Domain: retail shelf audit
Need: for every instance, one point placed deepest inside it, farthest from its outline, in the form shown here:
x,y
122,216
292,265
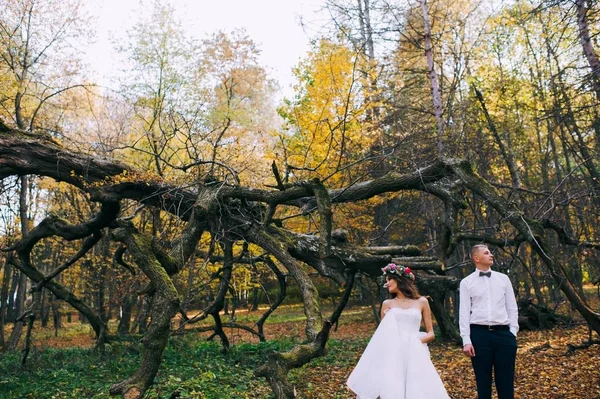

····················

▶ DESCRIPTION OF THE TASK
Print every one of the lines above without changing anything, but leave the picture out.

▶ THE COMPLETED TASK
Domain: retail shelf audit
Need: for every instance, one point placed deepest inside it, farthest from its outline, in the form shown here:
x,y
122,216
292,265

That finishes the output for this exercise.